Your instructions:
Identify each line in the rows below that contains the string "after" and copy those lines. Uppercase and lowercase letters must match.
** start Source material **
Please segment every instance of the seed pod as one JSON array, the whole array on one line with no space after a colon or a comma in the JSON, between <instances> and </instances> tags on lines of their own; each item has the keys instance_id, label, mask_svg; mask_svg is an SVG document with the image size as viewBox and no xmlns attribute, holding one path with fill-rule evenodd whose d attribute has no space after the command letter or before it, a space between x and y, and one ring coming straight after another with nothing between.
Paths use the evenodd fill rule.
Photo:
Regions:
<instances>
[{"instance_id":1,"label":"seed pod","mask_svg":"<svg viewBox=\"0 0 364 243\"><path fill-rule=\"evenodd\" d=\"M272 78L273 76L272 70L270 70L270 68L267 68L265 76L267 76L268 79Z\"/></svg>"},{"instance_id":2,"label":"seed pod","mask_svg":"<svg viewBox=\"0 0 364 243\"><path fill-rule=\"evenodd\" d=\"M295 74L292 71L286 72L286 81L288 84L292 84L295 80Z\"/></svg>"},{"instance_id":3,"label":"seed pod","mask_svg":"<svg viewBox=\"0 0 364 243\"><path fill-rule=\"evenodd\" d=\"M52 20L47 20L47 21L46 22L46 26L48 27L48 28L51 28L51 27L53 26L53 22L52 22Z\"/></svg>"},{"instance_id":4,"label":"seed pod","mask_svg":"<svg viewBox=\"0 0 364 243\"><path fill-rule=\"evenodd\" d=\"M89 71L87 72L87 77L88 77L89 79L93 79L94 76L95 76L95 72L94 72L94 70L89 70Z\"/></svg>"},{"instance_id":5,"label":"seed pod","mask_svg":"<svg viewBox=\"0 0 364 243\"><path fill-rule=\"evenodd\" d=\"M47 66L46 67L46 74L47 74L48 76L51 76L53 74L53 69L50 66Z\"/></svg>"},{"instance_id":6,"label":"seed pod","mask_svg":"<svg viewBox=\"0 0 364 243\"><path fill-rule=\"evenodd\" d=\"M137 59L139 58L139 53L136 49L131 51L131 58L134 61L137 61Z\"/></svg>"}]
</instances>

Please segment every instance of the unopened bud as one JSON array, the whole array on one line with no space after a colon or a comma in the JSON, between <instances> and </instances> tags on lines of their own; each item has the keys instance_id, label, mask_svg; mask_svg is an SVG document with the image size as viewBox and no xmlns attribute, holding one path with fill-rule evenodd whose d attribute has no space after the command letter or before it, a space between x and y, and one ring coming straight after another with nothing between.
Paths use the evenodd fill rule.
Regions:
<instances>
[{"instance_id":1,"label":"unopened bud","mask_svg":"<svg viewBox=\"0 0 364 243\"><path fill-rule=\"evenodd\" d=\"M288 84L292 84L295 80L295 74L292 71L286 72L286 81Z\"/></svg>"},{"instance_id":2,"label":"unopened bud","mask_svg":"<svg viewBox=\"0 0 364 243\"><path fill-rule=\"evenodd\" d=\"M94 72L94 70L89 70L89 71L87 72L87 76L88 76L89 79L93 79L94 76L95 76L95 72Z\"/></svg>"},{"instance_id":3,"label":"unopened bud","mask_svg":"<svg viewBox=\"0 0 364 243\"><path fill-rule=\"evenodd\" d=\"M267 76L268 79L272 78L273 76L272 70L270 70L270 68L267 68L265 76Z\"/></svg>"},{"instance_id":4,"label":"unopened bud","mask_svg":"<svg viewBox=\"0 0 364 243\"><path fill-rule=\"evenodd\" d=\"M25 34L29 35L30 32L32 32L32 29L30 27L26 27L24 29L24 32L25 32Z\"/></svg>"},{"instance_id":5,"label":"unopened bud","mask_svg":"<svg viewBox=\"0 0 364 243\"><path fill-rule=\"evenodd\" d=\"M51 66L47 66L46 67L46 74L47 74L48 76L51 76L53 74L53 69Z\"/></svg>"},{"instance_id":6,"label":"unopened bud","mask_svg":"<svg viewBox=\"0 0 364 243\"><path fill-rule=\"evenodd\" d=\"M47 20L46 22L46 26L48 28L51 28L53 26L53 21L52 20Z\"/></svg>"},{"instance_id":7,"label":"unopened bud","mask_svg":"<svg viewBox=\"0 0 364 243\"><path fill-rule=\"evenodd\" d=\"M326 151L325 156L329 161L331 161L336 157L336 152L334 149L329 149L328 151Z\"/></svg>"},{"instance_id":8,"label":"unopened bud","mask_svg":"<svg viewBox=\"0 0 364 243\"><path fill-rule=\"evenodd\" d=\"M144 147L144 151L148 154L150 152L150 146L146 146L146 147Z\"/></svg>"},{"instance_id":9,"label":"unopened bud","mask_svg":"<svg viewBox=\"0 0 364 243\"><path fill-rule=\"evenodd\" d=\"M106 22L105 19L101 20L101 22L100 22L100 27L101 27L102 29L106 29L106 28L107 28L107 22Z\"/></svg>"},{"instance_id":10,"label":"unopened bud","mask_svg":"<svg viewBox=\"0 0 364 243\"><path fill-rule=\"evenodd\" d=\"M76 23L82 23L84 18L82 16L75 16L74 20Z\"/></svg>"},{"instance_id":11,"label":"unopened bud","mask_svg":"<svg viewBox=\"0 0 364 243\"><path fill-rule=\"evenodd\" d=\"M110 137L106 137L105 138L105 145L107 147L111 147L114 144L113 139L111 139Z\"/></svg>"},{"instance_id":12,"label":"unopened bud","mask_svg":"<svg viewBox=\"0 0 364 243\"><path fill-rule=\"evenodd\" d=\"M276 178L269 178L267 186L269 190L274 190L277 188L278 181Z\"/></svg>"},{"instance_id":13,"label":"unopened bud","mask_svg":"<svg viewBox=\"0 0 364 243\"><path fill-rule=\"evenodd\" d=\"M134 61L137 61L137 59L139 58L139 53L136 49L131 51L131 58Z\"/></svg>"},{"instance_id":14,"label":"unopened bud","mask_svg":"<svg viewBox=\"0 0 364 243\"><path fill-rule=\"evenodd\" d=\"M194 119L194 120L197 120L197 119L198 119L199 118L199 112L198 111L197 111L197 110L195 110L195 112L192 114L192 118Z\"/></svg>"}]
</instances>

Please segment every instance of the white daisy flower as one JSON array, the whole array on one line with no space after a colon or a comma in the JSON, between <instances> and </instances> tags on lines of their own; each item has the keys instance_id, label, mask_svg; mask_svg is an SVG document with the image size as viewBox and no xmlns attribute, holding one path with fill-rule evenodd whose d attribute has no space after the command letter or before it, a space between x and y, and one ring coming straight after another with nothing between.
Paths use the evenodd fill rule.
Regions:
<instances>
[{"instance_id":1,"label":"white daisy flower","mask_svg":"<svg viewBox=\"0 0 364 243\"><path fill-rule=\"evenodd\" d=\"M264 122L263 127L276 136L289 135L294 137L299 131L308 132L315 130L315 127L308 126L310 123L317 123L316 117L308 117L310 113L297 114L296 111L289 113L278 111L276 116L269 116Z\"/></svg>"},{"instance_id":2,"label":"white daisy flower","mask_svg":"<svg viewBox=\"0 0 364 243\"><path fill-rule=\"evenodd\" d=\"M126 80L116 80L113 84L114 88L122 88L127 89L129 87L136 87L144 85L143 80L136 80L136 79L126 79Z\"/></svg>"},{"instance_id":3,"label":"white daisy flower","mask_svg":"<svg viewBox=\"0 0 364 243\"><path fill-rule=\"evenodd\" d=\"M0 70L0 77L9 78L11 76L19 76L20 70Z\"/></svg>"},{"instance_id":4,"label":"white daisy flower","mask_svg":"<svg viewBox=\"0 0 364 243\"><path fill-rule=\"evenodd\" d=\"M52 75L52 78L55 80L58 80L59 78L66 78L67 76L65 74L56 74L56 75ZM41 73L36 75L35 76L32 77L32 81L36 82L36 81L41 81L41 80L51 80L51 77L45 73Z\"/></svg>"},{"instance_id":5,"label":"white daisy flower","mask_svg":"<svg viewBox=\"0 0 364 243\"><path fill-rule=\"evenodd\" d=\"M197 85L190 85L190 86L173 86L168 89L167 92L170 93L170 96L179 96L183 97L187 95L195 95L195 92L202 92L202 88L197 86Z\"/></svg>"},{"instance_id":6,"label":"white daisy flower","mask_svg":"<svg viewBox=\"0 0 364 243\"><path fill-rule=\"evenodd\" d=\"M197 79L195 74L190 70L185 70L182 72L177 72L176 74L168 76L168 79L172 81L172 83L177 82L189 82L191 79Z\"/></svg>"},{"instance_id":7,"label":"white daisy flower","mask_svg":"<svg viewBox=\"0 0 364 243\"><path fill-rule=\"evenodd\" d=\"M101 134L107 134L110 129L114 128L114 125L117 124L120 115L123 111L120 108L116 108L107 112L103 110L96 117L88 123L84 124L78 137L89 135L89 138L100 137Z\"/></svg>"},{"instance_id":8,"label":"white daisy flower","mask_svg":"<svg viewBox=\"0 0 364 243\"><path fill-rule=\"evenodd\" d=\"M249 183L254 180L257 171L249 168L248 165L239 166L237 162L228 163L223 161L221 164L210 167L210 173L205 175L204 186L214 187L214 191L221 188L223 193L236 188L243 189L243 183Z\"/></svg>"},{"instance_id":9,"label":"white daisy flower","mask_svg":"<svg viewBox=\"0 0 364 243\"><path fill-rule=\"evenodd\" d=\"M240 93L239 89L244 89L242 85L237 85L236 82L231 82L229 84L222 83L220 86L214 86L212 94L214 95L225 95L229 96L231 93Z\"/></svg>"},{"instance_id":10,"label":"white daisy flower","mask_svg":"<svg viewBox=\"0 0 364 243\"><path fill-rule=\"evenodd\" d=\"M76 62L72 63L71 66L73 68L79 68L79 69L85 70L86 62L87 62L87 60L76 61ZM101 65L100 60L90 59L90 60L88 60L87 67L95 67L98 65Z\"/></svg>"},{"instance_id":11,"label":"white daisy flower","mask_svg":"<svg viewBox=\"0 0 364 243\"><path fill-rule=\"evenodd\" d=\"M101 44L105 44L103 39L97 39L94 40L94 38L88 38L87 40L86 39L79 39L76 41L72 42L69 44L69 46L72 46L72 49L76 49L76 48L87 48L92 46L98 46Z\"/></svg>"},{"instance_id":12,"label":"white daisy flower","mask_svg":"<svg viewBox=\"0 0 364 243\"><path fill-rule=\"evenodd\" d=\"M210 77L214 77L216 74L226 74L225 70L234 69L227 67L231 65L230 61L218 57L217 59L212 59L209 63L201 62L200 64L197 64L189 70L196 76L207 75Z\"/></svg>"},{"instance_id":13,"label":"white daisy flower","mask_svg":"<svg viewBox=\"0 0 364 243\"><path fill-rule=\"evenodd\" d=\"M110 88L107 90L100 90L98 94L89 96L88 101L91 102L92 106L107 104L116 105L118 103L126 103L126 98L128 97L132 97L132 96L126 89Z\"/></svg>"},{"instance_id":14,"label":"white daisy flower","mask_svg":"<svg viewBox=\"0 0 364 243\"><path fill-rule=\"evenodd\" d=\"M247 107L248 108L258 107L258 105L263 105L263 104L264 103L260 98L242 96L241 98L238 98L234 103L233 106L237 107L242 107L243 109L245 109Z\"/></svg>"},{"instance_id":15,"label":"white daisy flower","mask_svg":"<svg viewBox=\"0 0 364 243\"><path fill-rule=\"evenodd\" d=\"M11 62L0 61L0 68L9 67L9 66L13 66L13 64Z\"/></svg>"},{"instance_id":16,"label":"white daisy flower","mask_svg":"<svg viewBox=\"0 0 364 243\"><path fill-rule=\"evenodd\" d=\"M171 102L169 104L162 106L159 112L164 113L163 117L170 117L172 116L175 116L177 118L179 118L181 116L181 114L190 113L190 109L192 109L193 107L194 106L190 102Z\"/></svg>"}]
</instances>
** end Source material **
Output for this task:
Please segment every instance of the seed pod as one JSON array, the whole array on one line with no space after a colon or a comma in the JSON, between <instances> and </instances> tags on lines of their own; each item has the keys instance_id, label, mask_svg; mask_svg is an SVG document with the image size as viewBox and no xmlns attribute, holding one path with fill-rule evenodd whose d attribute has no space after the command letter or before it, a space between x and y, and one ring coming straight after another with nothing between.
Please segment every instance of the unopened bud as one JSON array, the whole array on one line with no space after a colon or a comma in the JSON, between <instances> and </instances> tags on lines of their own; each item has the keys instance_id, label, mask_svg; mask_svg is an SVG document with the image size as viewBox and no xmlns attribute, holding one path with fill-rule evenodd whose d attribute has no space after the command letter or before it, a space between x and y, and one ring coming straight after another with nothing between.
Please segment every instance of the white daisy flower as one JSON array, the whole array on one line with no space after a colon or a comma in the JSON, between <instances> and </instances> tags on lines of their own; each item has the keys instance_id, label, mask_svg; mask_svg is an SVG document with the image size as viewBox and no xmlns attribute, holding one path with fill-rule evenodd whose d attribute has no space after the command letter or before it, a space between x and y, and one ring coming straight after another with nothing between.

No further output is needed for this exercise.